--- Start DATA ENTRIES ---

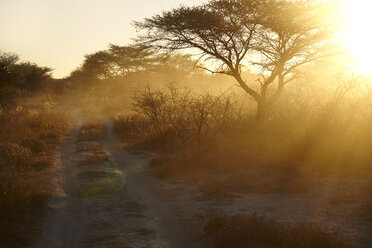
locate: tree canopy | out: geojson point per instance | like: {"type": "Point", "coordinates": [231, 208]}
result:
{"type": "Point", "coordinates": [273, 36]}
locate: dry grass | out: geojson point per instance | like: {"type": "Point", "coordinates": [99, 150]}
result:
{"type": "Point", "coordinates": [89, 148]}
{"type": "Point", "coordinates": [91, 131]}
{"type": "Point", "coordinates": [94, 158]}
{"type": "Point", "coordinates": [28, 139]}
{"type": "Point", "coordinates": [254, 231]}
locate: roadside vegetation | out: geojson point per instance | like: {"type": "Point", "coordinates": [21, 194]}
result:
{"type": "Point", "coordinates": [255, 231]}
{"type": "Point", "coordinates": [29, 137]}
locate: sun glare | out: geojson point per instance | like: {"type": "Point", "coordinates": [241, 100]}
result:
{"type": "Point", "coordinates": [356, 35]}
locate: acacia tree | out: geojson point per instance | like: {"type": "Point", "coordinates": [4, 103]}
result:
{"type": "Point", "coordinates": [275, 36]}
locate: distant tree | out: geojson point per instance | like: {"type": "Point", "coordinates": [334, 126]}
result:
{"type": "Point", "coordinates": [274, 36]}
{"type": "Point", "coordinates": [18, 78]}
{"type": "Point", "coordinates": [115, 62]}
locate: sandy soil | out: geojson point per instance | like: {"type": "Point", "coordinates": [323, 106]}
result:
{"type": "Point", "coordinates": [108, 204]}
{"type": "Point", "coordinates": [118, 203]}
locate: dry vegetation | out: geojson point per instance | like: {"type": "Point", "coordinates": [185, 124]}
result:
{"type": "Point", "coordinates": [91, 131]}
{"type": "Point", "coordinates": [254, 231]}
{"type": "Point", "coordinates": [28, 139]}
{"type": "Point", "coordinates": [212, 141]}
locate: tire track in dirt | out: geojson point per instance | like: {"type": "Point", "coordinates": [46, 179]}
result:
{"type": "Point", "coordinates": [108, 203]}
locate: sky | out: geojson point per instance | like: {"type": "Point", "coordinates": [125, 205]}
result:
{"type": "Point", "coordinates": [58, 33]}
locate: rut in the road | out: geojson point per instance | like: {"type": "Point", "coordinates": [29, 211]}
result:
{"type": "Point", "coordinates": [105, 200]}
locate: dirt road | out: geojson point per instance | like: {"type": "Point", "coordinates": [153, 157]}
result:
{"type": "Point", "coordinates": [109, 204]}
{"type": "Point", "coordinates": [117, 203]}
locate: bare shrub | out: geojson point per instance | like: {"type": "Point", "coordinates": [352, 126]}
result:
{"type": "Point", "coordinates": [91, 131]}
{"type": "Point", "coordinates": [255, 231]}
{"type": "Point", "coordinates": [176, 117]}
{"type": "Point", "coordinates": [28, 138]}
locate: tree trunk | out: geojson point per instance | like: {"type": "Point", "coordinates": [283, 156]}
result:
{"type": "Point", "coordinates": [261, 110]}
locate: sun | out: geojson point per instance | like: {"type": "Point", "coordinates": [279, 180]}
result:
{"type": "Point", "coordinates": [356, 34]}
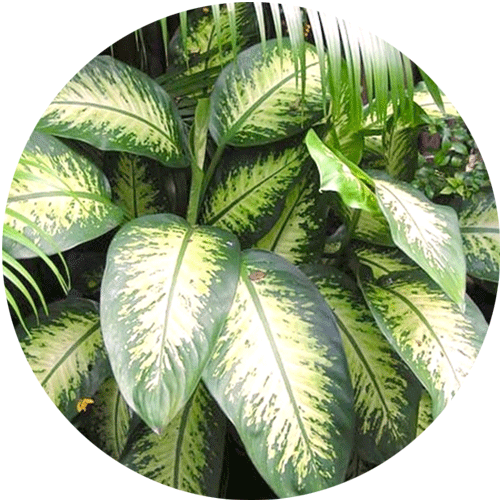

--- End DATA ENTRIES ---

EXERCISE: Which lines in the entries above contain the word "vegetation"? Pull out each such line in full, treating uppercase and lowercase as different.

ANSWER IN FULL:
locate: roadside vegetation | out: geojson point per instance | like: {"type": "Point", "coordinates": [21, 194]}
locate: dry vegetation | out: geojson point per instance | like: {"type": "Point", "coordinates": [185, 124]}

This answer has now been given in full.